## [AUFGABEN]
1. Kannst du aus dem Textauszug über die Anhörung zur Müllverbrennungsanlage die Stelle von „Doch die Gegner“ bis einschließlich „fielen nicht darunter.“ wortgetreu abschreiben?
2. Wie lässt sich der Textauszug über die Anhörung zur Müllverbrennungsanlage in drei Sätzen zusammenfassen?
3. Kannst du den Textauszug über die Anhörung zur Müllverbrennungsanlage im Anschluss an seinen letzten Satz fortsetzen?

## [VORLIEGENDER TEXTAUSZUG]
++++++

Schon am ersten Tag der Anhörung kommt es zu tumultartigen Szenen. Besonders die willkürliche Themenfestsetzung von Regierungsvertreter Jörg Schröder sorgt für Unmut. Erst ganz am Schluß soll das Thema, das allen auf den Nägeln brennt, nämlich die Auswirkungen der Anlage auf die Gesundheit, diskutiert werden. Der Münchner Rechtsanwalt Christoph Werner, der die Einwender vertritt, stellt daraufhin einen Befangenheitsantrag gegen Schröder. Dieser jedoch setzt sich nicht nur über den Antrag hinweg, sondern verweist den Anwalt gar eineinhalb Stunden des Saals. Vom Ausschluß ist auch der Vertreter der Müllinitiative, Franz Tschachau, betroffen. „Solche Sachen sind auch schon bei anderen Anhörungen passiert“, weiß der 33jährige Maschinenbautechniker.

Doch damit soll jetzt Schluß sein. Wegen Verdachts der vorsätzlichen Rechtsbeugung und Nötigung haben die Mitglieder der „Bürgeraktion Das bessere Müllkonzept“ zusammen mit der Kreisgruppe des Bund Naturschutz Strafanzeige gegen die schwäbischen Regierungsvertreter gestellt. Zur Beweissicherung fordern die Verbrennungsgegner die Beschlagnahme der Tonbandprotokolle. Die sowieso schon schwache Rechtsposition der Einwender soll zumindest einmal festgeschrieben werden. „Wir wollen endlich Klarheit haben“, betont Tschachau.

Doch die Gegner des Müllofens, in dem jährlich 180.000 Tonnen Müll verbrannt werden sollen, können schon einen Erfolg verbuchen. Erstmals in Bayern muß der Abfallzweckverband für die Augsburger Anlage eine Sicherheitsanalyse nach der Störfallverordnung vorlegen. In der Vergangenheit vertrat das bayerische Amt für Umweltschutz die Meinung, Müllverbrennungsanlagen fielen nicht darunter.

++++++

## [ANGEZEIGTE DATEN]

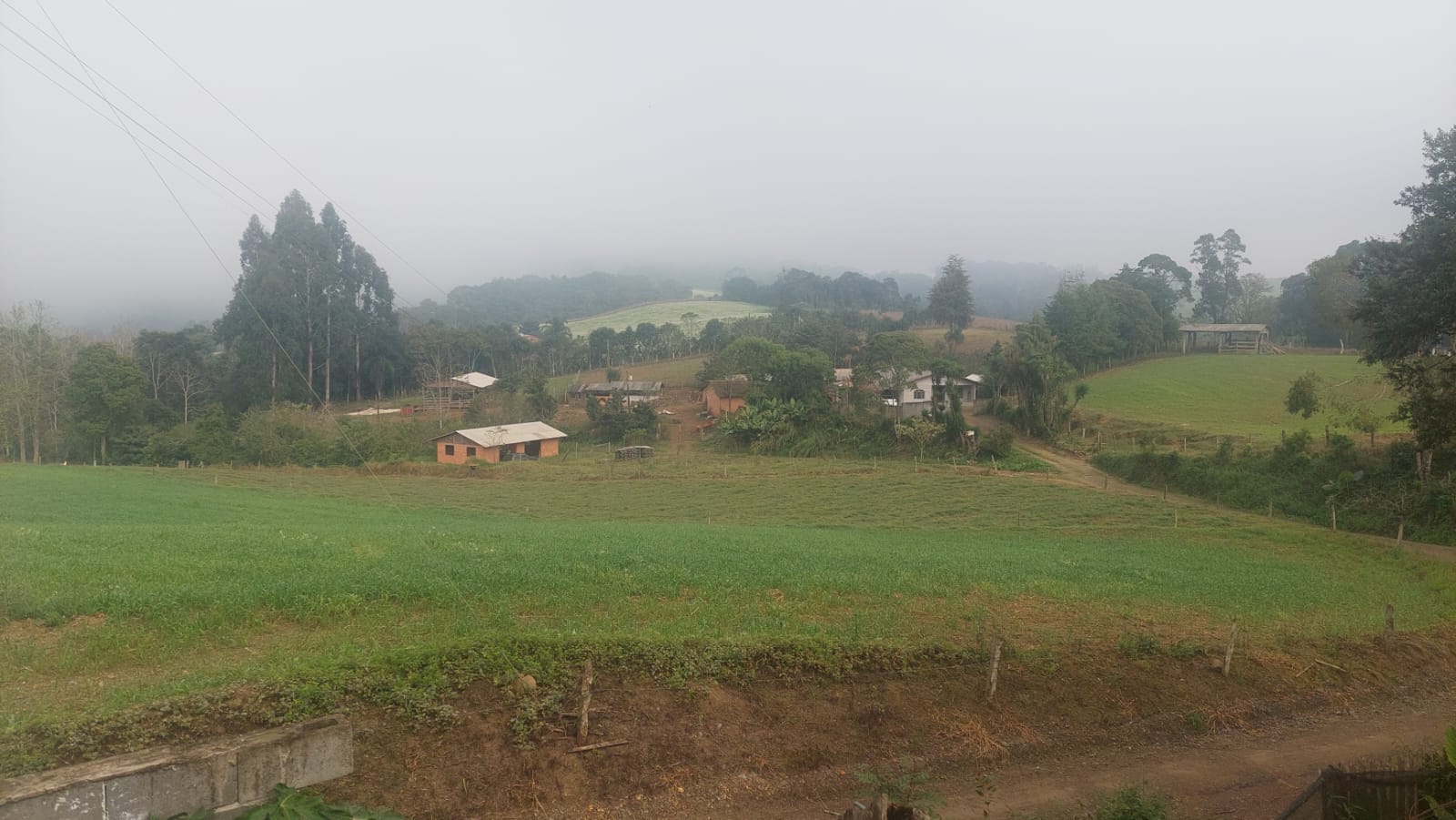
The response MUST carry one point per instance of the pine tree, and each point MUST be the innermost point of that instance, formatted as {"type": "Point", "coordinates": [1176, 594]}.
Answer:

++++++

## [ERWARTETE ERGEBNISSE]
1.
Doch die Gegner des Müllofens, in dem jährlich 180.000 Tonnen Müll verbrannt werden sollen, können schon einen Erfolg verbuchen. Erstmals in Bayern muß der Abfallzweckverband für die Augsburger Anlage eine Sicherheitsanalyse nach der Störfallverordnung vorlegen. In der Vergangenheit vertrat das bayerische Amt für Umweltschutz die Meinung, Müllverbrennungsanlagen fielen nicht darunter.

2. Schon am ersten Tag der Anhörung kommt es zu Tumulten, weil Regierungsvertreter Jörg Schröder die gesundheitlichen Auswirkungen der Anlage erst ganz am Schluss diskutieren lassen will und den Anwalt Christoph Werner nach dessen Befangenheitsantrag für eineinhalb Stunden des Saals verweist. Die „Bürgeraktion Das bessere Müllkonzept“ und die Kreisgruppe des Bund Naturschutz haben gegen die schwäbischen Regierungsvertreter Strafanzeige wegen Verdachts der vorsätzlichen Rechtsbeugung und Nötigung gestellt und fordern die Beschlagnahme der Tonbandprotokolle. Einen Erfolg können die Gegner des Müllofens, in dem jährlich 180.000 Tonnen Müll verbrannt werden sollen, schon verbuchen: Erstmals in Bayern muss der Abfallzweckverband eine Sicherheitsanalyse nach der Störfallverordnung vorlegen.

3.
„Ich kann mir nicht vorstellen, daß in Zukunft in Bayern noch eine Anlage ohne Störfallanalyse genehmigt wird“, glaubt Tschachau. Er fragt sich, ob die Anlage überhaupt genehmigungsfähig ist. Grund: Die Untersuchungen über die Luftvorbelastung sind seiner Ansicht nach falsch. So wurde etwa die Stickoxidbelastung ebenso wie die Cadmiumwerte, die in Augsburg besonders hoch sind, nicht berücksichtigt. Freilich: um solche Projekte durchzusetzen, kennt die Regierung Möglichkeiten. Noch vor Ablauf des Planfeststellungsverfahrens wird die Dringlichkeit angeordnet und der vorzeitige Baubeginn durchgezogen, wie Anfang dieses Jahres im oberbayerischen Burgkirchen.

Wie sehr jedoch der bayerischen Staatsregierung Müllverbrennungsgegner verdächtig sind, konnte die grüne Landtagsabgeordnete Ulrike Windsperger erfahren. In einem Gespräch gab ihr Ministerialdirigent Buchner aus dem bayerischen Umweltministerium zu verstehen, daß die „Freunde aus dem Innenministerium“ schon ein Auge auf diese Gegner geworfen hätten. Das Dementi aus dem bayerischen Innenministerium konnte den Vorwurf der Bespitzelung kaum entkräften. „Voraussetzung für eine Beobachtung durch den Verfassungsschutz wäre die Feststellung, daß solche Initiativen aus Extremisten bestehen oder von Extremisten maßgebend beeinflußt sind. Dies ist bei keiner der in Bayern tätigen Bürgerinitiativen gegen Müllbeseitigungsanlagen der Fall“, wußte Innenstaatssekretär Günther Beckstein (CSU). Tja - woher wohl?